* EXERCISE AIM
Render every line of the material below as a Markdown table with the columns "Row" and "Line," numbering each row in sequence and omitting blank lines.

* ENTRIES PROVIDED
------------------------

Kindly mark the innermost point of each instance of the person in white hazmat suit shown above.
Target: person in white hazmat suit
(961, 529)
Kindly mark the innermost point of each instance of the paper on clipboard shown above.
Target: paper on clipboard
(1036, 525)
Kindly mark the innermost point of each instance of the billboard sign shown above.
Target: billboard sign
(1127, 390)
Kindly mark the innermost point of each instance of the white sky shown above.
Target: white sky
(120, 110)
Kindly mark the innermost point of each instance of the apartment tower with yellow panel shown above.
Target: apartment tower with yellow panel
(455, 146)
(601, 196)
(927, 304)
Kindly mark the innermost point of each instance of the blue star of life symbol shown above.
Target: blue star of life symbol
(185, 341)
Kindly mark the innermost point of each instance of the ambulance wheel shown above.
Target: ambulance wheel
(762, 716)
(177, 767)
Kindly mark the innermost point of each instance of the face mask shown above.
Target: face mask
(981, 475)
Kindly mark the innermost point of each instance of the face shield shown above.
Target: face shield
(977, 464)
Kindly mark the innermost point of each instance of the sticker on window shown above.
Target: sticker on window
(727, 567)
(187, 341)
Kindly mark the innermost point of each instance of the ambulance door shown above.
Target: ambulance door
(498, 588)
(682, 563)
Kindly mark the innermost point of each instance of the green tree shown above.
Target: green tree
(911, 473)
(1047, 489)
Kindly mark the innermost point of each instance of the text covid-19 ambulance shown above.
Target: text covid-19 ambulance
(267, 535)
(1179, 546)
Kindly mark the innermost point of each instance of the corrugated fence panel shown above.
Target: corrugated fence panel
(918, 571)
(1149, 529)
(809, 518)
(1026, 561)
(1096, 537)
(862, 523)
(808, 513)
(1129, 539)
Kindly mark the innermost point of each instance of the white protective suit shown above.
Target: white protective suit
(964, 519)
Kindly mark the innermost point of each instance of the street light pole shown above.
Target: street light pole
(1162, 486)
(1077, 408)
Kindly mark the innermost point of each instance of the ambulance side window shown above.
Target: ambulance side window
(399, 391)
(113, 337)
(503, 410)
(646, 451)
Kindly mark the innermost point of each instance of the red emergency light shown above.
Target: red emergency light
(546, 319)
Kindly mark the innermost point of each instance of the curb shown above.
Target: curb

------------------------

* RESULT FOR THIS EXERCISE
| Row | Line |
|---|---|
| 1 | Kindly mark the innermost point of each instance of the person in white hazmat suit shown above. |
| 2 | Target: person in white hazmat suit |
| 3 | (961, 529) |
| 4 | Kindly mark the innermost point of each instance of the paper on clipboard shown above. |
| 5 | Target: paper on clipboard |
| 6 | (1036, 525) |
| 7 | Kindly mark the innermost point of each instance of the billboard sign shown above. |
| 8 | Target: billboard sign |
| 9 | (1127, 390) |
| 10 | Kindly mark the innermost point of each instance of the white sky shown above. |
| 11 | Target: white sky |
| 12 | (120, 110) |
| 13 | Kindly mark the innermost point of each instance of the apartment tower with yellow panel shown above. |
| 14 | Target: apartment tower with yellow panel |
| 15 | (455, 146) |
| 16 | (601, 196) |
| 17 | (927, 304) |
| 18 | Kindly mark the innermost point of each instance of the blue star of life symbol shown above. |
| 19 | Target: blue star of life symbol |
| 20 | (185, 341) |
| 21 | Kindly mark the innermost point of each instance of the ambulance wheel shown above. |
| 22 | Target: ambulance wheel |
| 23 | (762, 716) |
| 24 | (177, 767) |
| 25 | Kindly mark the innermost point of each instance of the face mask shown above. |
| 26 | Target: face mask |
| 27 | (981, 475) |
| 28 | Kindly mark the innermost point of each instance of the face shield shown above. |
| 29 | Target: face shield |
| 30 | (977, 464) |
| 31 | Kindly mark the innermost point of each instance of the sticker on window shown above. |
| 32 | Target: sticker on window |
| 33 | (727, 567) |
| 34 | (187, 341) |
| 35 | Kindly mark the innermost point of each instance of the ambulance door shown above. |
| 36 | Target: ambulance door |
| 37 | (498, 588) |
| 38 | (682, 563) |
| 39 | Kindly mark the innermost point of each instance of the green tree shown above. |
| 40 | Target: green tree |
| 41 | (911, 473) |
| 42 | (1047, 489) |
| 43 | Kindly mark the innermost point of each instance of the text covid-19 ambulance shown above. |
| 44 | Target: text covid-19 ambulance |
| 45 | (267, 535) |
| 46 | (1179, 546) |
| 47 | Kindly mark the innermost point of each instance of the corrugated fence panel shown above. |
| 48 | Target: corrugated fence panel |
| 49 | (918, 571) |
| 50 | (1149, 529) |
| 51 | (809, 518) |
| 52 | (1026, 561) |
| 53 | (1096, 537) |
| 54 | (862, 523) |
| 55 | (808, 513) |
| 56 | (1129, 539) |
| 57 | Kindly mark the innermost point of each instance of the white protective suit shown above. |
| 58 | Target: white protective suit |
| 59 | (964, 519) |
| 60 | Kindly mark the innermost point of each instance of the street light pole shown above. |
| 61 | Target: street light pole |
| 62 | (1162, 486) |
| 63 | (1077, 408) |
| 64 | Kindly mark the innermost point of each instance of the ambulance side window shown above. |
| 65 | Target: ambulance side window |
| 66 | (399, 391) |
| 67 | (113, 337) |
| 68 | (503, 410) |
| 69 | (646, 451) |
| 70 | Kindly mark the innermost point of each instance of the red emergency light shown above. |
| 71 | Target: red emergency light |
| 72 | (546, 319) |
| 73 | Kindly mark the innermost point of each instance of the curb shown above. |
| 74 | Target: curb |